PROBLEM TO WORK ON
Look through the data and write out every line with the word "water" in it.

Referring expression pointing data
+ + +

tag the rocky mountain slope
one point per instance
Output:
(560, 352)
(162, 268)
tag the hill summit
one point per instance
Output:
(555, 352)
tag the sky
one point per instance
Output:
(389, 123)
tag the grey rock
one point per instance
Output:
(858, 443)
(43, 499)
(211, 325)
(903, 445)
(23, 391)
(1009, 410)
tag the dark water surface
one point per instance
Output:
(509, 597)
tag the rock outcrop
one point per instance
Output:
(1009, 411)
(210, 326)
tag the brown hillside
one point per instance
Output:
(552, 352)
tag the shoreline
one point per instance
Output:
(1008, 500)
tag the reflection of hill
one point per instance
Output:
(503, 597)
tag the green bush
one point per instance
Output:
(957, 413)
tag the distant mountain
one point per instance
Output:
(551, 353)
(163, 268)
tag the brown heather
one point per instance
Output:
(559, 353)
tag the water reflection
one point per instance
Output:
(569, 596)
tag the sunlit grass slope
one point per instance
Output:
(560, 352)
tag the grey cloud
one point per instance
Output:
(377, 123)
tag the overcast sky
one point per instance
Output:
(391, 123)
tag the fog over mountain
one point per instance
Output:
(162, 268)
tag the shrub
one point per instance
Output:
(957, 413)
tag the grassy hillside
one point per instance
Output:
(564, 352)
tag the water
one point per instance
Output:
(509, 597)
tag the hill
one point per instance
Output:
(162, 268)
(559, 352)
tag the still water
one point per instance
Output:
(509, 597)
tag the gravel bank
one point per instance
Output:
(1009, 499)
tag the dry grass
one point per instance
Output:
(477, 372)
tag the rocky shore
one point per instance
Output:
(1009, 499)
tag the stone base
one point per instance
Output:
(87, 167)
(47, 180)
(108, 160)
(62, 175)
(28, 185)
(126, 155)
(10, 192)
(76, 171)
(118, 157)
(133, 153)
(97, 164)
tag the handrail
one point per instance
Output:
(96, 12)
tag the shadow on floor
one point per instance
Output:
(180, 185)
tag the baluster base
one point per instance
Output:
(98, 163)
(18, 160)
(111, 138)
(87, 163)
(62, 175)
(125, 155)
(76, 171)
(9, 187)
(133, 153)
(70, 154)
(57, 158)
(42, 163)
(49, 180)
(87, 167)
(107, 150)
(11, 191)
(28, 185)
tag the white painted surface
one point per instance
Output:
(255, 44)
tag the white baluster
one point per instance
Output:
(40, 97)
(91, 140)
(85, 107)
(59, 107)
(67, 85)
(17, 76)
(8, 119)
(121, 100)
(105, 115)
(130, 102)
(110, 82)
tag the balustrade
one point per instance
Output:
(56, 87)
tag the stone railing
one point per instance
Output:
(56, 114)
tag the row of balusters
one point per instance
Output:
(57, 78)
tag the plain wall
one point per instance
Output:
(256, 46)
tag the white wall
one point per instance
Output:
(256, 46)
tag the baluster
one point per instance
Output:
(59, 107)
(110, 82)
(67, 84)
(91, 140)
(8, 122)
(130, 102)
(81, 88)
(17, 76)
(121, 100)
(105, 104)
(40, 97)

+ + +

SOLUTION BELOW
tag the dark water surface
tag the water reflection
tag the water
tag the still water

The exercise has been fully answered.